> **WHAT TO DO**
Count the lines in the data below that contain the word "stone" and give only that number.

◇ ◇ ◇ ◇ ◇

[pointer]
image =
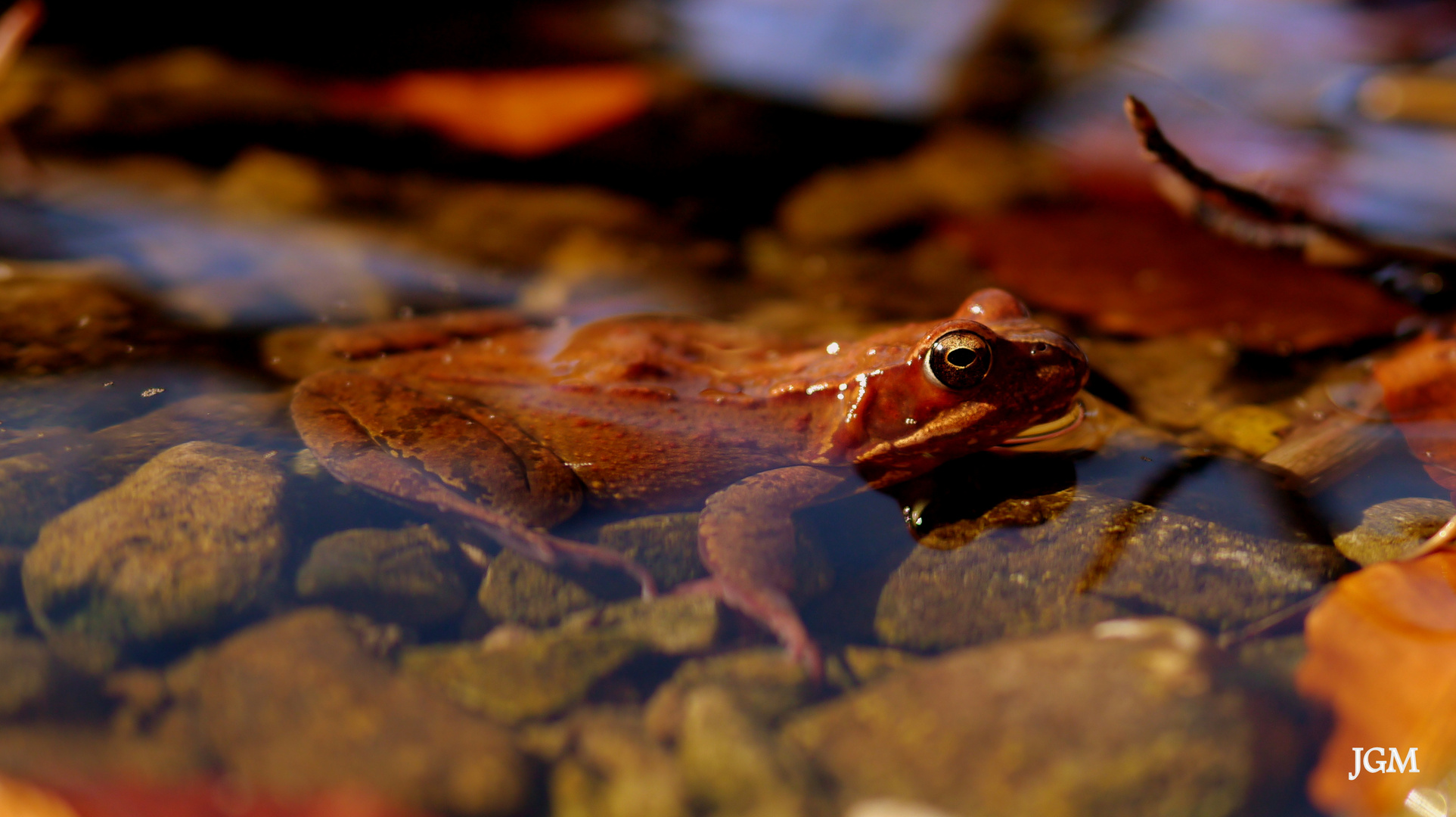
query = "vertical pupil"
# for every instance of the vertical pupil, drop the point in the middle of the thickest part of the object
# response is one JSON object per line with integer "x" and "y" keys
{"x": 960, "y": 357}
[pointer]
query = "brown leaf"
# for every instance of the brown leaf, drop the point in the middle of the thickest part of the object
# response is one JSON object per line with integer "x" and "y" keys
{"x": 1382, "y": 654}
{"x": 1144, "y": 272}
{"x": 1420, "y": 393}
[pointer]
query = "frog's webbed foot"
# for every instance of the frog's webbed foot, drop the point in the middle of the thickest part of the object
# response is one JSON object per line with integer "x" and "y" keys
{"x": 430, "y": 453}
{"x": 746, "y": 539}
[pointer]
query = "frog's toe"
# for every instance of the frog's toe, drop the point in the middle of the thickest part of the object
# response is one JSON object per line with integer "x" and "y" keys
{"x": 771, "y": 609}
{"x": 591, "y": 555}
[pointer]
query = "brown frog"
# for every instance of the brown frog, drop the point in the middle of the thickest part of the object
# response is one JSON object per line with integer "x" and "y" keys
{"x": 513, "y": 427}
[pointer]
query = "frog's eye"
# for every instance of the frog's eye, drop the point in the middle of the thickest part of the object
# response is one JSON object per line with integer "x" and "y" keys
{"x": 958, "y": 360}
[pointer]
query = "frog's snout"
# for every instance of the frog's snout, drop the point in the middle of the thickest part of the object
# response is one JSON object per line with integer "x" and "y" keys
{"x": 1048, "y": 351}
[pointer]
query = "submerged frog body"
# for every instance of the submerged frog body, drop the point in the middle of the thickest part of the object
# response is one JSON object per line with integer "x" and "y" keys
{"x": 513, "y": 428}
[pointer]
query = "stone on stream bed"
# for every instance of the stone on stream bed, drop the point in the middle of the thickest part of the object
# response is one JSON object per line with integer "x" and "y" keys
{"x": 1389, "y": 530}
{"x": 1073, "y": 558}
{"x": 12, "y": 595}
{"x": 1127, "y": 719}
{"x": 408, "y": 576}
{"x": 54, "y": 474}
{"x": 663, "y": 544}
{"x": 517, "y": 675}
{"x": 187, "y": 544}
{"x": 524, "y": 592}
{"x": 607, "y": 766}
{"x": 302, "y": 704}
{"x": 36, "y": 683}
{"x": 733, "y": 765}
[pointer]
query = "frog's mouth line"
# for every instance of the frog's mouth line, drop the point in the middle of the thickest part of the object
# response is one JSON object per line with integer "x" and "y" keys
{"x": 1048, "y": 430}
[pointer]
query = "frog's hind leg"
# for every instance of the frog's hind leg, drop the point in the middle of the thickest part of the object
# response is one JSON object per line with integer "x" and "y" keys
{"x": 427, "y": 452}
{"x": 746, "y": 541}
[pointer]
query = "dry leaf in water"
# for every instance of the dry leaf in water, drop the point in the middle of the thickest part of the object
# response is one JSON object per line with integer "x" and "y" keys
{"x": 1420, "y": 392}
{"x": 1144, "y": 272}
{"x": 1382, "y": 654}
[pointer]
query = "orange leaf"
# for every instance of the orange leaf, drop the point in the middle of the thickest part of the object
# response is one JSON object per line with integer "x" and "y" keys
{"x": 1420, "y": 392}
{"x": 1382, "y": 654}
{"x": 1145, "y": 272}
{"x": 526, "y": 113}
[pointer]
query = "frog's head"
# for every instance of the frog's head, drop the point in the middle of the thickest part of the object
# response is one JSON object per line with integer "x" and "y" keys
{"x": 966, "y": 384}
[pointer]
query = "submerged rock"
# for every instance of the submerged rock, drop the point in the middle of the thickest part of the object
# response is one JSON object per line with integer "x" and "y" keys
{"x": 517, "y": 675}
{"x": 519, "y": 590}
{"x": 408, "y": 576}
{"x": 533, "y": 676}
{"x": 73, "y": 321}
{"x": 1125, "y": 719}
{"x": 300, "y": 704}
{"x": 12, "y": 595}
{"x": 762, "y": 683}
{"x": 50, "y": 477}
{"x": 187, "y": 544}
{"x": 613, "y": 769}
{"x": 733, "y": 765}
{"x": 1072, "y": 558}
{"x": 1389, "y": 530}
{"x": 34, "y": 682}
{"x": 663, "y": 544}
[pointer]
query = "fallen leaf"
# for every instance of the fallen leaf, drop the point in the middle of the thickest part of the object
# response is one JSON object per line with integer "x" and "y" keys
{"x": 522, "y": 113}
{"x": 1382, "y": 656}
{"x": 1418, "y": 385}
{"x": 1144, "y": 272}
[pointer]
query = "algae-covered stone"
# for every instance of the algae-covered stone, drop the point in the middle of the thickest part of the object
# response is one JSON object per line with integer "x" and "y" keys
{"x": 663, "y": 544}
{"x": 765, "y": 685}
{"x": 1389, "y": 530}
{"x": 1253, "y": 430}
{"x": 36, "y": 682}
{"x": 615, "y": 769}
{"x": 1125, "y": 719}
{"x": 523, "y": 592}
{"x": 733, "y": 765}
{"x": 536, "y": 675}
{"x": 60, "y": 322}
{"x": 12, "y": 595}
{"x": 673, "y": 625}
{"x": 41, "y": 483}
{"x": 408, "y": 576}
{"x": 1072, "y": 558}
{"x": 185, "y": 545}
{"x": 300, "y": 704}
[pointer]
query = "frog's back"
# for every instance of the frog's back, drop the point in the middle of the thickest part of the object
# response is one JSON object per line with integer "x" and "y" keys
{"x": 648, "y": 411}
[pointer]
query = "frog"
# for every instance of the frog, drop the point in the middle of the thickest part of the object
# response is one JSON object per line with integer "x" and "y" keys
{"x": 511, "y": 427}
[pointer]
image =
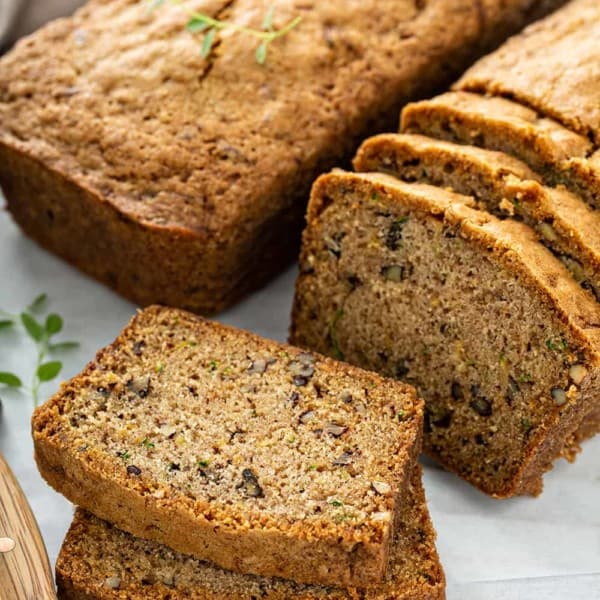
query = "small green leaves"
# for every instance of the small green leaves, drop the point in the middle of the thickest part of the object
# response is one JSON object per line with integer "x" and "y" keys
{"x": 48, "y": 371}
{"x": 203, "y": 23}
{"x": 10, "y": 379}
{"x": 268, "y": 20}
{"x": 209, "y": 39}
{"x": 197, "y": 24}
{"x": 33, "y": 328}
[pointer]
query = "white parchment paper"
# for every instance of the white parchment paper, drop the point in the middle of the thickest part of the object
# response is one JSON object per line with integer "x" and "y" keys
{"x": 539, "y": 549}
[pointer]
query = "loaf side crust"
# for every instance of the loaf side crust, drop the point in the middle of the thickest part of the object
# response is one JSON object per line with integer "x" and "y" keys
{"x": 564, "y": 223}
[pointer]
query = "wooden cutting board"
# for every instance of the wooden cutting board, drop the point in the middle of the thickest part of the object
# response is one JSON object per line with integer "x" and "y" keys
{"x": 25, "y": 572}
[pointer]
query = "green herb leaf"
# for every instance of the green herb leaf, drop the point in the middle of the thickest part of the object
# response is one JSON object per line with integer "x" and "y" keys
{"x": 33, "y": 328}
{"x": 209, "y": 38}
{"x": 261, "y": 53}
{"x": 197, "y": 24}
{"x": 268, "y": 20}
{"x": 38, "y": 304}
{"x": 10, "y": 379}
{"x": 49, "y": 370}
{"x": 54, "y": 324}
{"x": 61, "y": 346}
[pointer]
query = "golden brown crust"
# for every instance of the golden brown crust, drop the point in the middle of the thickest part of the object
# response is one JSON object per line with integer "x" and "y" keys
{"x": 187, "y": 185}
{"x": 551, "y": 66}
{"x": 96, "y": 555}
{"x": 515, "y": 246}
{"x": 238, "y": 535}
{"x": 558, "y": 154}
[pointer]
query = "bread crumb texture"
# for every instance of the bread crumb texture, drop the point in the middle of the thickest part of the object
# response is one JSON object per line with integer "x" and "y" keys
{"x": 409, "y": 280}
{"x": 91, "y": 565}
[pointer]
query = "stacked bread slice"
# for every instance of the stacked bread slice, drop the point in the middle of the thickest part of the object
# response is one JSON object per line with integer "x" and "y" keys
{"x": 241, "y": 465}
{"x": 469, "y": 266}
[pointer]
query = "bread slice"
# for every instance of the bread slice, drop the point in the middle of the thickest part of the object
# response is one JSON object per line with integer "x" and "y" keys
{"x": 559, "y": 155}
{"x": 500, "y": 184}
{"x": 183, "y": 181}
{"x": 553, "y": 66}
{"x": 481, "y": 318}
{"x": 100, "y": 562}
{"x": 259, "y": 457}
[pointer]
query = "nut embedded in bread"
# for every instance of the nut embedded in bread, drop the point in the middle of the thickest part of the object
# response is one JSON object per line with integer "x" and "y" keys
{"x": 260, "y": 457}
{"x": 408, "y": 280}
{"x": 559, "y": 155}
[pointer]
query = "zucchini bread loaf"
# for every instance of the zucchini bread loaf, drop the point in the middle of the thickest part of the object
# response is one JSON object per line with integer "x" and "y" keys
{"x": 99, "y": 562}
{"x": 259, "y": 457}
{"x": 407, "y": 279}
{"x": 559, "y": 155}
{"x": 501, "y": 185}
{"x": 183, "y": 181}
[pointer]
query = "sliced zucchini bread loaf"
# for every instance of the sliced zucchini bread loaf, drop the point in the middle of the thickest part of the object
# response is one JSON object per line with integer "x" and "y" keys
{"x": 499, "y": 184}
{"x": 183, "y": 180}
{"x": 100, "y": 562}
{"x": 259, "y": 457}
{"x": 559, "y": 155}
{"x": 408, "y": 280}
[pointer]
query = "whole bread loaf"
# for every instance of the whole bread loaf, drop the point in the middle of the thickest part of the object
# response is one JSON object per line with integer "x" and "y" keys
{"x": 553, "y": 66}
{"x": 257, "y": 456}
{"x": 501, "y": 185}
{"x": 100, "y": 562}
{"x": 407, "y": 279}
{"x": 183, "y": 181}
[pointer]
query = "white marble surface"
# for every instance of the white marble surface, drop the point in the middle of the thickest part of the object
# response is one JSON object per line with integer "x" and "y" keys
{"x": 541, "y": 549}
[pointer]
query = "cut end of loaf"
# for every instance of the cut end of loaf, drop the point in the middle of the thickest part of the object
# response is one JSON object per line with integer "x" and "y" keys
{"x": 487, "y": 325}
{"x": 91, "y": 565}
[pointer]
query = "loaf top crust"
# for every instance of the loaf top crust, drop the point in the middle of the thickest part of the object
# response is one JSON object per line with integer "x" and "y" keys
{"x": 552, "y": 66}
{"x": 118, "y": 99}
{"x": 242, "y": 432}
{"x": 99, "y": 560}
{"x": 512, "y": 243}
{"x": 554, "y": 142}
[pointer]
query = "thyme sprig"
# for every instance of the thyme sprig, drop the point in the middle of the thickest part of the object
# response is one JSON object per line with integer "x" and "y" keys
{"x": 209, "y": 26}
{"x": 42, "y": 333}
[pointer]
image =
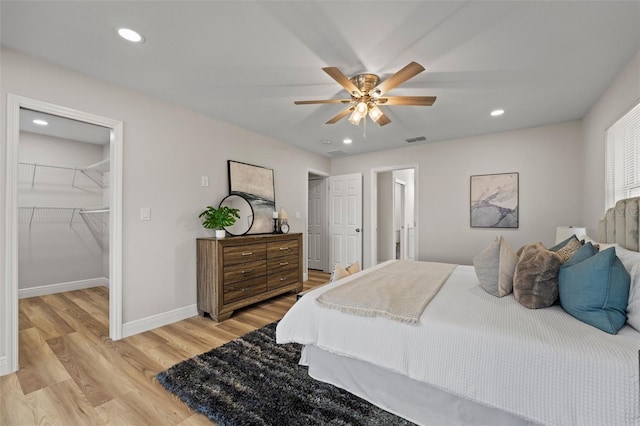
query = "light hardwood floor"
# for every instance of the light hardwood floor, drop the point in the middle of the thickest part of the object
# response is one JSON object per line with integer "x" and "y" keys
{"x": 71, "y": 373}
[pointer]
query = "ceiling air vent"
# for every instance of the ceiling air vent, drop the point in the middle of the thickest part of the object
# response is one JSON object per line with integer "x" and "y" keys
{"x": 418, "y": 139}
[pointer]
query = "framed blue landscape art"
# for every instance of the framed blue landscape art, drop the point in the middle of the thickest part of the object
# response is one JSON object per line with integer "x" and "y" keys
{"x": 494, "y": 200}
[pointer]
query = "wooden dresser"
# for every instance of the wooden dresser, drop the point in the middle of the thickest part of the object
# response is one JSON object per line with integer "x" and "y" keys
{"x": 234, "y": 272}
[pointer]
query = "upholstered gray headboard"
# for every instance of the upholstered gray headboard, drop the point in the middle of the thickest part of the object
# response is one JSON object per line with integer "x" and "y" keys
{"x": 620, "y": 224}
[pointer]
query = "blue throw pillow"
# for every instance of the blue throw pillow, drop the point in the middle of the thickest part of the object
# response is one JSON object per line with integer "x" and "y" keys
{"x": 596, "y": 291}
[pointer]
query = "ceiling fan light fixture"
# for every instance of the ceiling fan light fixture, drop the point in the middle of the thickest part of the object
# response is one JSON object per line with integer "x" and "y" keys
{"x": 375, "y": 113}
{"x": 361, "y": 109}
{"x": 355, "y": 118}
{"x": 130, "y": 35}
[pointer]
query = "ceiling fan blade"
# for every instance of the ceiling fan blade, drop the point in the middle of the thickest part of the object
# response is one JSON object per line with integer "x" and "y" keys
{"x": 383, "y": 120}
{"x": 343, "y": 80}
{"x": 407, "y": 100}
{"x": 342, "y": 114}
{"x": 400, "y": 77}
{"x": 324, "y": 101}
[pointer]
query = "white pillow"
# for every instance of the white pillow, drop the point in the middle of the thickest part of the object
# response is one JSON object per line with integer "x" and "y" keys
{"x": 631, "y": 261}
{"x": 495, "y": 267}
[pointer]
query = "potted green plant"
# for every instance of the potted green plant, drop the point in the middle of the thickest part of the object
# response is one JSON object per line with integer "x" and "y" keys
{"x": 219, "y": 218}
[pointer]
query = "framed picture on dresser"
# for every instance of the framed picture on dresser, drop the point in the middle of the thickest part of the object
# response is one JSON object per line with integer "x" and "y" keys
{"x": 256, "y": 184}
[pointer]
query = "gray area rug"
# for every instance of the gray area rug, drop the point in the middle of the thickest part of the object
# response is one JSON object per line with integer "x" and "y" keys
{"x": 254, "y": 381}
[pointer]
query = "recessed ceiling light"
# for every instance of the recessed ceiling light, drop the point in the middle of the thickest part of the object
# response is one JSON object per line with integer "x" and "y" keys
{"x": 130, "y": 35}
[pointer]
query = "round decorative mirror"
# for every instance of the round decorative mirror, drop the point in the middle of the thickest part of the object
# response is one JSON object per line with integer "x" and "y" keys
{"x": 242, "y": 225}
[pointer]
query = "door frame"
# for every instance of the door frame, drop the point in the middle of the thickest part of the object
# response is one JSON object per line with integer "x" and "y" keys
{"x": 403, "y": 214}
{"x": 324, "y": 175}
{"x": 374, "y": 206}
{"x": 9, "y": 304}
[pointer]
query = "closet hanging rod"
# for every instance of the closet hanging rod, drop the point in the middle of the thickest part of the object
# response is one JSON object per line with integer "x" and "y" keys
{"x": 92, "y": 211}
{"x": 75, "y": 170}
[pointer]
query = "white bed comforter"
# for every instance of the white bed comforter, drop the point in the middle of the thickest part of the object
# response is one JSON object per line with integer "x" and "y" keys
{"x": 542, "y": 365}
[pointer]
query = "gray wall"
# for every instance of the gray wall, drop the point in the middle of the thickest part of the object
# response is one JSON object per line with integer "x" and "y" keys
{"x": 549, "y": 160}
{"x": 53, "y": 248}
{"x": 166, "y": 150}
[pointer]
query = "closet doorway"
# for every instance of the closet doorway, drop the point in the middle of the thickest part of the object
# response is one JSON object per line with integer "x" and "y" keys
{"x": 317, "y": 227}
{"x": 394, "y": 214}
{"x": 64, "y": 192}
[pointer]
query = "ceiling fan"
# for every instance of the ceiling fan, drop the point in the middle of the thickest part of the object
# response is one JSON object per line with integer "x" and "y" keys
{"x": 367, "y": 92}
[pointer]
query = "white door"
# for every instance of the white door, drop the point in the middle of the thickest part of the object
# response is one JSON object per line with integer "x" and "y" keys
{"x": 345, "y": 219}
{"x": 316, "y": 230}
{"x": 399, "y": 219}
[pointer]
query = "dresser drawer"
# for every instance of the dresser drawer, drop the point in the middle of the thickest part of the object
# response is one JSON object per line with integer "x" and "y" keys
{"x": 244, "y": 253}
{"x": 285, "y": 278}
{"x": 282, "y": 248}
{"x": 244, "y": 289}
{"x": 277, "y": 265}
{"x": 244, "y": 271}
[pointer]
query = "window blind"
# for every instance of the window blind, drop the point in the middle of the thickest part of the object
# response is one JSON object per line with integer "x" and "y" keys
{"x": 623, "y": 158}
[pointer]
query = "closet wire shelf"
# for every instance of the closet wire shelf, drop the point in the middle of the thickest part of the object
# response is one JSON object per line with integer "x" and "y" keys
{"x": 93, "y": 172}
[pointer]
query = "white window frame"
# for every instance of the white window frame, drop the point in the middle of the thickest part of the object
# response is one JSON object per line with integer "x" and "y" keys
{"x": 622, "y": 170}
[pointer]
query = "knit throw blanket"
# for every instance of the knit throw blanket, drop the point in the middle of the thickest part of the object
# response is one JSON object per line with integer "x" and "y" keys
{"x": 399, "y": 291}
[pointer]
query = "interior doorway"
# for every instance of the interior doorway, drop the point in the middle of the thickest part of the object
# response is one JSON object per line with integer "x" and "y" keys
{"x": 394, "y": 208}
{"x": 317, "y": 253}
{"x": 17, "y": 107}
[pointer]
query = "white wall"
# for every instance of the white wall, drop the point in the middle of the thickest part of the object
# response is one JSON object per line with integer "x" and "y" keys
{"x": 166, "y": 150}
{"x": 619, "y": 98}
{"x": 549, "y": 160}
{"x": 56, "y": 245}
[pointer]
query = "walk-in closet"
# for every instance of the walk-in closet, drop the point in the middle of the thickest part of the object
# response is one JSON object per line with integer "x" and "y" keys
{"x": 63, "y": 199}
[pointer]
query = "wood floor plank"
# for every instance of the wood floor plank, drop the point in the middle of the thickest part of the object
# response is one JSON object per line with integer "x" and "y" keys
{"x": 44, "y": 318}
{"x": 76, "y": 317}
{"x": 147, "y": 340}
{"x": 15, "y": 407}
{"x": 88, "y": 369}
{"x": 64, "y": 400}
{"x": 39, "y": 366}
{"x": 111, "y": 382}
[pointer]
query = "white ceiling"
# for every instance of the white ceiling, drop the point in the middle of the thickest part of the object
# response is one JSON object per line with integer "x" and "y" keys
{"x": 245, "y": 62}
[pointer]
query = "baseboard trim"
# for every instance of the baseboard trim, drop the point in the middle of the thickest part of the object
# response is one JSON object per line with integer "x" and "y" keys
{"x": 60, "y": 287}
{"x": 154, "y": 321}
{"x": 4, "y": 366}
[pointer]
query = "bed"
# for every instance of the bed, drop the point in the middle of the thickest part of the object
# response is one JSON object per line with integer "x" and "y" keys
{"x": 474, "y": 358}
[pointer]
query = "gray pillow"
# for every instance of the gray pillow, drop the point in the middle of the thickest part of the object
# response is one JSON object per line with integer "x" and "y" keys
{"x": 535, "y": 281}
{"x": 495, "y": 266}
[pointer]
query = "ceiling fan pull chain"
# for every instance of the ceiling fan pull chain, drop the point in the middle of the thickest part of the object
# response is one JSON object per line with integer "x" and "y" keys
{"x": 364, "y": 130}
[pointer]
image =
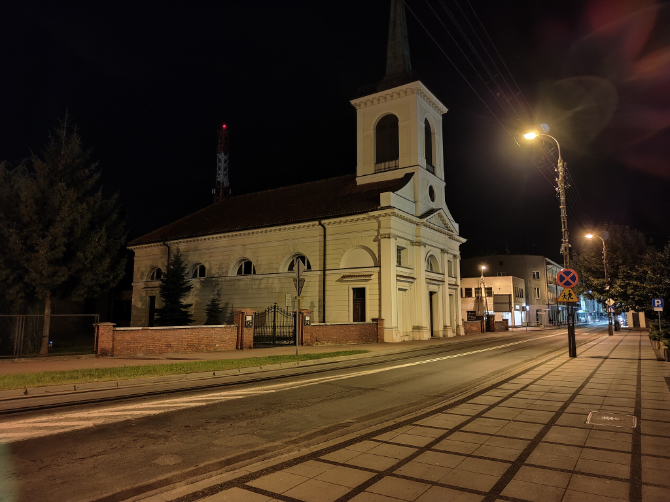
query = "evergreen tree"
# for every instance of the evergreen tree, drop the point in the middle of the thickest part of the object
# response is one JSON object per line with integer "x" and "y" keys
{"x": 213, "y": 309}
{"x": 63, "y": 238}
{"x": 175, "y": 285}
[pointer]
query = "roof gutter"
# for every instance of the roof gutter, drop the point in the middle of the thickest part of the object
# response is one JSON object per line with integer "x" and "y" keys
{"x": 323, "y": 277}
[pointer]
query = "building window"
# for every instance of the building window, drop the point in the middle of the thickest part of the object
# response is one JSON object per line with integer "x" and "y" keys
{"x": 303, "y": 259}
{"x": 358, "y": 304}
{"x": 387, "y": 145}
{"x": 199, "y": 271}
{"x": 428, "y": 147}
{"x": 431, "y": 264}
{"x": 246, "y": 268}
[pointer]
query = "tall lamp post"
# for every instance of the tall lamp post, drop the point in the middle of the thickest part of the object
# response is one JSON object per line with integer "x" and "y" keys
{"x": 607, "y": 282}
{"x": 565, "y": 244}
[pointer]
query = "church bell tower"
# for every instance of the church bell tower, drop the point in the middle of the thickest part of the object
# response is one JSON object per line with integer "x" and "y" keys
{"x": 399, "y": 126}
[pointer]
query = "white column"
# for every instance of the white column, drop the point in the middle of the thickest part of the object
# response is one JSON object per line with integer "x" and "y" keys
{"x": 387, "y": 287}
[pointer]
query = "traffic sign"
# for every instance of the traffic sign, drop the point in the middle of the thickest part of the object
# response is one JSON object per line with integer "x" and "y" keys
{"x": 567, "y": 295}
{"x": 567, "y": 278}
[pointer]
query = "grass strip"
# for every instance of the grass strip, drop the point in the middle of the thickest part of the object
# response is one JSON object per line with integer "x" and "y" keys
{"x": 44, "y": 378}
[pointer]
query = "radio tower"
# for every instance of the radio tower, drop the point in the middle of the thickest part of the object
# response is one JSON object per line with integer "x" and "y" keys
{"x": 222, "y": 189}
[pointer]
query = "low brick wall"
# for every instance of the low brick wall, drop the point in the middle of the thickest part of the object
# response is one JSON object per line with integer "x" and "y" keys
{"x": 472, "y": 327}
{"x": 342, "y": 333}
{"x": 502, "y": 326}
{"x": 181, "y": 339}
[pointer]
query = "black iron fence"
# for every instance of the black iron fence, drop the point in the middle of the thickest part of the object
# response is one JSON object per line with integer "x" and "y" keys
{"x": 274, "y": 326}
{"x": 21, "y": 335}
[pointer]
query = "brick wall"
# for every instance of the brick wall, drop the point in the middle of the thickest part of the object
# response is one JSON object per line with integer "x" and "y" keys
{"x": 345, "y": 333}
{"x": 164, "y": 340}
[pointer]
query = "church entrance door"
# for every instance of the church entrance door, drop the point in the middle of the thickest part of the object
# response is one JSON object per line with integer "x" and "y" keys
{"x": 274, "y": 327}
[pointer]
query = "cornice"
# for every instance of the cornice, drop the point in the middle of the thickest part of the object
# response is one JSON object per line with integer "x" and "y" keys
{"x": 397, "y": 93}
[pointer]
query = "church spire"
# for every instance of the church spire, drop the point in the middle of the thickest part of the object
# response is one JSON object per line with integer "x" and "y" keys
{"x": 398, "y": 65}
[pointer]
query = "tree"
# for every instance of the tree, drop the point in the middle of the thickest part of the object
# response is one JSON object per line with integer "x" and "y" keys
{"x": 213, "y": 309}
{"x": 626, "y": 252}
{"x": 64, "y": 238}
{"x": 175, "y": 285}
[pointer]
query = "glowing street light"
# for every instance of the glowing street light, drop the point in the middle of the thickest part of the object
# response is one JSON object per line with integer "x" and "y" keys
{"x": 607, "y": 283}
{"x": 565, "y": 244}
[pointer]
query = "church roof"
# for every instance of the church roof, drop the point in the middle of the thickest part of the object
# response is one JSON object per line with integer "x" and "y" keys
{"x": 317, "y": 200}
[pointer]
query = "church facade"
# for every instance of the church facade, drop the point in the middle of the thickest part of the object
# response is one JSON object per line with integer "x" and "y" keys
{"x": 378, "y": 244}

◇ ◇ ◇ ◇ ◇

> **ANSWER FOR THIS EXERCISE**
4